• REQUIRED WORK
Transcribe only the lines between the first line of the records and the line containing "Target: silver sequined dress", inclusive, exactly as written.
(DATASET EXCERPTS)
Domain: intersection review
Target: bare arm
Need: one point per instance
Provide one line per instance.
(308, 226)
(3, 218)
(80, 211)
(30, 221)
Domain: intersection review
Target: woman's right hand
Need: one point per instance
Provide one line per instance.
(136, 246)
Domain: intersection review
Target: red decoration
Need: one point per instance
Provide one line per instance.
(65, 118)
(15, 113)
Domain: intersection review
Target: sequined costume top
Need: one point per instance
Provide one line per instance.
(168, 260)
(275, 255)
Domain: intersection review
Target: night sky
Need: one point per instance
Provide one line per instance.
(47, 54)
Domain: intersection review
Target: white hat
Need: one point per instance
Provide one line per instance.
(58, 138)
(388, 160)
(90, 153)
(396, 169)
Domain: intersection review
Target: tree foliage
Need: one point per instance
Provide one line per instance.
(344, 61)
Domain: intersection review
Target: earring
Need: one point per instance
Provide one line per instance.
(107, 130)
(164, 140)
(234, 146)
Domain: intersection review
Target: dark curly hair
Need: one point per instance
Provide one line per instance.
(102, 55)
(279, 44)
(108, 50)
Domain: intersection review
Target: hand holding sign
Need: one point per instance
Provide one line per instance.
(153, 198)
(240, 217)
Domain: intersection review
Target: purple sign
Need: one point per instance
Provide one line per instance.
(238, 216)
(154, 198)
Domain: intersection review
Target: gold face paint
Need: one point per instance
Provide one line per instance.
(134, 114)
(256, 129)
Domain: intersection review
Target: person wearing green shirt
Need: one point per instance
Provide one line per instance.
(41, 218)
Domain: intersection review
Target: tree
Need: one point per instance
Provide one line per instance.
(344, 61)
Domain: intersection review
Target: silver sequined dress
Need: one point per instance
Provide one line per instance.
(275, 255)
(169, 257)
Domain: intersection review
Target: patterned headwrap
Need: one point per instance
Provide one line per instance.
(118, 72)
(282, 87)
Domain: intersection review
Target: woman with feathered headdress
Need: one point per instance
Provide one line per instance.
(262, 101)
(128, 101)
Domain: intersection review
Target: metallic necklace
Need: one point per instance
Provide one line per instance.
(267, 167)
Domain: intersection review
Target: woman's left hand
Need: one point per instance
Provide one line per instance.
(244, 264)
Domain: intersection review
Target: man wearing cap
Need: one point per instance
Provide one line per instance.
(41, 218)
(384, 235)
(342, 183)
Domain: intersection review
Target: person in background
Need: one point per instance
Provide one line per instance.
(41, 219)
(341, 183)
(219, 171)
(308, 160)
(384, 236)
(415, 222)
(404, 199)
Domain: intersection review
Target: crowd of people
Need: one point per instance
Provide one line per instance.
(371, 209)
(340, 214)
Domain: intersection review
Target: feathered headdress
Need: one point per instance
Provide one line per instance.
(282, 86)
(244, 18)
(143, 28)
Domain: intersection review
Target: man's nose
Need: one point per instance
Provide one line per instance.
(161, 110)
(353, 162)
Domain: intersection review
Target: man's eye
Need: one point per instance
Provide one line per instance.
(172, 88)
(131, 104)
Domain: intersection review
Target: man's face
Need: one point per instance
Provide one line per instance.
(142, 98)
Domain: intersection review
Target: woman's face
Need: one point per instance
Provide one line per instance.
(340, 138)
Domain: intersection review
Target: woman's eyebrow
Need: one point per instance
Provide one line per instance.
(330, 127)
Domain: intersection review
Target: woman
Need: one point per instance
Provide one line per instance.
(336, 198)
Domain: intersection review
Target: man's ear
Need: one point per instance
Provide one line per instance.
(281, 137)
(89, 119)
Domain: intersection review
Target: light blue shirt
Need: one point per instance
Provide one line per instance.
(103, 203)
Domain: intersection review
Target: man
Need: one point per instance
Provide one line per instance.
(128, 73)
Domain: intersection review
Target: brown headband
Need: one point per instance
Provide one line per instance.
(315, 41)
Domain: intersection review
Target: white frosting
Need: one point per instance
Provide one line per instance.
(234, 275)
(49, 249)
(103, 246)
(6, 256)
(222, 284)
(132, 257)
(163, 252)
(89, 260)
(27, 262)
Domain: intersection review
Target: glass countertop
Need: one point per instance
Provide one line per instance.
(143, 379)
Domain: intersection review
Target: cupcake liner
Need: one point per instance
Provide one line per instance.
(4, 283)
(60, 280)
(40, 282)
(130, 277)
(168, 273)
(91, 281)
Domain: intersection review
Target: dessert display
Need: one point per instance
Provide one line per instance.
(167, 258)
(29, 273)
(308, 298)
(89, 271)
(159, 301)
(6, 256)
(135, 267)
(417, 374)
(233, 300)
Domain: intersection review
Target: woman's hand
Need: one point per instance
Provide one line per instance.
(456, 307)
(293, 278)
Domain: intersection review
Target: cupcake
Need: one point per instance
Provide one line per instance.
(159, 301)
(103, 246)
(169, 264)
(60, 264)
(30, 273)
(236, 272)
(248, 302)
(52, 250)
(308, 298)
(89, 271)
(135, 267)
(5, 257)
(End DATASET EXCERPTS)
• FINAL ANSWER
Domain: intersection review
Target: bare arm
Need: one point per instance
Provide one line per instance.
(308, 226)
(3, 218)
(80, 211)
(30, 221)
Domain: intersection review
Target: woman's right hand
Need: one point per instance
Provide one line per instance.
(136, 246)
Domain: intersection review
Target: red decoration
Need: one point per instance
Provide one line per instance.
(65, 118)
(15, 113)
Domain: intersection review
Target: sequined costume top
Need: one point per instance
Provide one line per instance.
(168, 260)
(275, 255)
Domain: intersection review
Target: night sky
Need: one point per instance
Provide one line per instance.
(47, 54)
Domain: intersection review
Target: white hat
Need: one point per instance
Provide one line per instance.
(58, 138)
(388, 160)
(90, 153)
(396, 169)
Domain: intersection review
Target: tree foliage
Need: one point per instance
Provide one line per instance.
(344, 61)
Domain: intersection review
Target: earring
Need: one point per instance
Provide one line per instance.
(107, 130)
(164, 140)
(234, 146)
Domain: intersection review
Target: dark curly hair
Need: one point per instance
Provide one line per instance.
(102, 55)
(279, 44)
(108, 50)
Domain: intersection review
Target: hand holding sign
Need: one point per instance
Provide one line per instance.
(153, 198)
(240, 217)
Domain: intersection review
Target: purple sign
Need: one point per instance
Provide one line per instance.
(238, 216)
(154, 198)
Domain: intersection review
Target: gold face paint
Need: one point per instance
Provide one line per instance.
(134, 114)
(256, 129)
Domain: intersection review
Target: person wearing green shirt
Need: one point per instance
Provide one line per instance.
(41, 218)
Domain: intersection review
Target: tree
Need: one point per instance
Provide one line per instance.
(344, 61)
Domain: intersection review
Target: silver sequined dress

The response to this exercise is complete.